**DIRECTIONS FOR THIS TASK**
Edit the stretch from the line containing "of the pond" through the end of the material, replacing "beige" with "tan" and keeping all else the same. Leave the pictures out of your answer.
━━━━━ INFORMATION SHOWN
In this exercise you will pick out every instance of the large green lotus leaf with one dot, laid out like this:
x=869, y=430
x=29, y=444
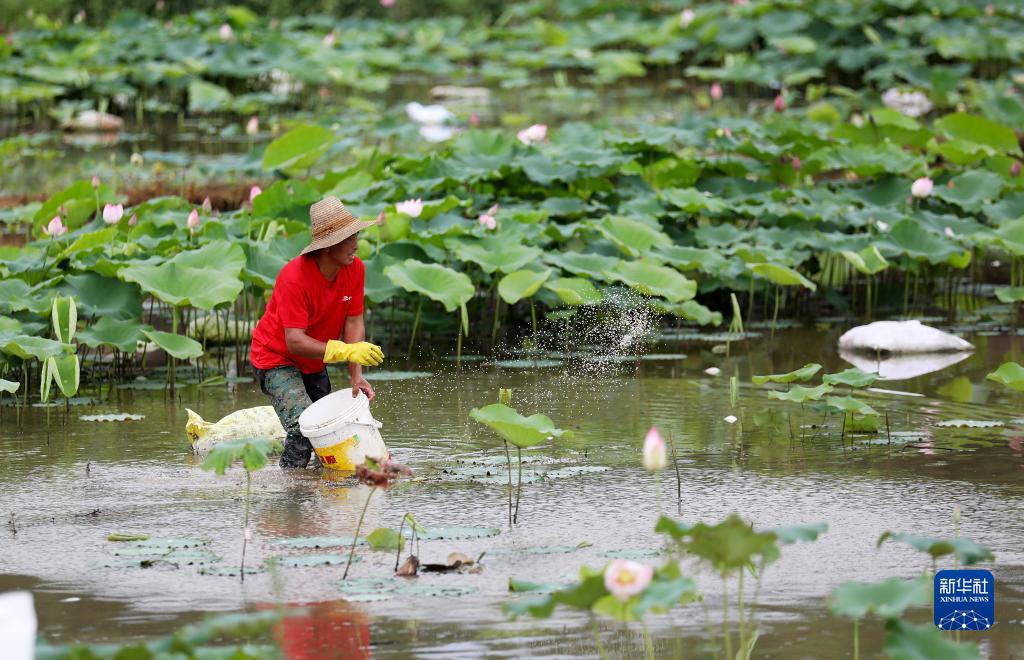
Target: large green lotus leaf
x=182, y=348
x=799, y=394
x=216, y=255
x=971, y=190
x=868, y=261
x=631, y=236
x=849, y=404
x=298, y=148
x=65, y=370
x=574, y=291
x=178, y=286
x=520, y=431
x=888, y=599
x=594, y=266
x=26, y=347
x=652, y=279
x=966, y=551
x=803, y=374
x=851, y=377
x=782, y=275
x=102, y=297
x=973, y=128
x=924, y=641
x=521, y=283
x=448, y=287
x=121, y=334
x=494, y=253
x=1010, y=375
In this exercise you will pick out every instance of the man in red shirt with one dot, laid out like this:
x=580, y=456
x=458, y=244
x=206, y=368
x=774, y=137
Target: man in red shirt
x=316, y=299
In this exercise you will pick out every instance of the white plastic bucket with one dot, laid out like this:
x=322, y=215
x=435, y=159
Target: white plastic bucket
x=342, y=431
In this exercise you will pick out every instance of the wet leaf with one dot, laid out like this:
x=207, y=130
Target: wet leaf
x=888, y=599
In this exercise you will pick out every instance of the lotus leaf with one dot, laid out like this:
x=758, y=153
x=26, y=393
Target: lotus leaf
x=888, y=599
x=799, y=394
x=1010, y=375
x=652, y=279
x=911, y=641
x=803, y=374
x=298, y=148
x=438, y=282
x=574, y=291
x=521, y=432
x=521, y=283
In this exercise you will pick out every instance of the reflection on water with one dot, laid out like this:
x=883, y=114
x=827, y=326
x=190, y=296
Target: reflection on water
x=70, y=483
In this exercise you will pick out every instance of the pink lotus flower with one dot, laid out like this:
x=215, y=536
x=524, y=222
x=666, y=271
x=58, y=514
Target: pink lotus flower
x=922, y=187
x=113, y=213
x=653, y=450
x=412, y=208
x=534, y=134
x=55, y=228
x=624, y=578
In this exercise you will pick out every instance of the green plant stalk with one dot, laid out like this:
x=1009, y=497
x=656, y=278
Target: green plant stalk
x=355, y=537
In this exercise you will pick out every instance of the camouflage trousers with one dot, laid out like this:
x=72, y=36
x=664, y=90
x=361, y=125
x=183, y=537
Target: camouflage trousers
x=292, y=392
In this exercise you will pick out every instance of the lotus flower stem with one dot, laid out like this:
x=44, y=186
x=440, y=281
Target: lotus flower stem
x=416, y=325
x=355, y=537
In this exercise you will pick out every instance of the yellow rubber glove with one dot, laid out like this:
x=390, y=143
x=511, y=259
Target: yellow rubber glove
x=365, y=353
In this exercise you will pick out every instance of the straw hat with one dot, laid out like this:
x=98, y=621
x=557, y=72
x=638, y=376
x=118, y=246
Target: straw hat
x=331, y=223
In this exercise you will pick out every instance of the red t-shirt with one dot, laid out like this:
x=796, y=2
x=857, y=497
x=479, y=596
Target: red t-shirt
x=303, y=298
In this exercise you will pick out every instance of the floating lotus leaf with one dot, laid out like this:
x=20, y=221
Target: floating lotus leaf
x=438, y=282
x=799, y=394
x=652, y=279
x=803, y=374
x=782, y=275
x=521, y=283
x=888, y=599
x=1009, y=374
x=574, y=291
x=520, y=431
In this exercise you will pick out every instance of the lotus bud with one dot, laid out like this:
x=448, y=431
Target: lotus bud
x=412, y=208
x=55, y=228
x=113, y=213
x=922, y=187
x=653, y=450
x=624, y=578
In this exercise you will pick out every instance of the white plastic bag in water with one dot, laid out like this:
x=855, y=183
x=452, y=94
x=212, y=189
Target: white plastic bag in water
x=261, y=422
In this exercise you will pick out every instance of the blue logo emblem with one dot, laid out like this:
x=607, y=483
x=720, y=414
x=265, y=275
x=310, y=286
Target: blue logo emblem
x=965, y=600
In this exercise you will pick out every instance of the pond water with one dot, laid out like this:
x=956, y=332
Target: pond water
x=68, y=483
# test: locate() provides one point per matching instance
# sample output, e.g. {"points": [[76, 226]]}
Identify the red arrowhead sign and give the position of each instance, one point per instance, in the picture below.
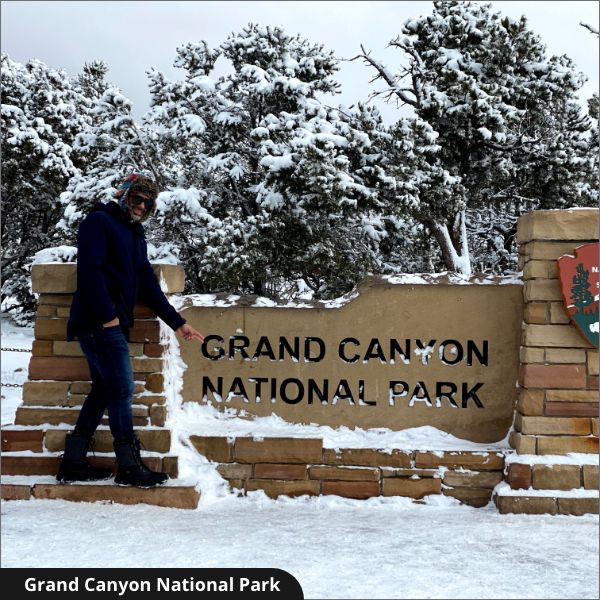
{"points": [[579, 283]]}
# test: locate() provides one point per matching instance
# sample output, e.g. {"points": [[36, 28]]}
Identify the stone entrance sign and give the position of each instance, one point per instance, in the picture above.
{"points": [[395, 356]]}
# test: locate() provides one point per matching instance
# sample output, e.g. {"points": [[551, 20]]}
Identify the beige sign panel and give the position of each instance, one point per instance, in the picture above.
━━━━━━━━━━
**WRITTEN RESPONSE**
In this exercise you will pick out every instance of the pond water with one dot, laid out like this:
x=956, y=332
Target: pond water
x=68, y=483
# test: locate() provides one point per matching instance
# sample output, e.g. {"points": [[76, 226]]}
Identify the red arrowhead sign and give the position of each instance, one point per instance, in the picture below.
{"points": [[579, 283]]}
# test: locate() provides one point per matching instance
# sample output, e.g. {"points": [[36, 28]]}
Identify the stone entrance sign and give the position of each instance, one point per instance, in the picture above.
{"points": [[395, 356]]}
# test: locate() provides one point per matching instance
# sample output, e.g. {"points": [[551, 20]]}
Identify the tan sign panel and give the position of each instance, one point per instance, in the picture above.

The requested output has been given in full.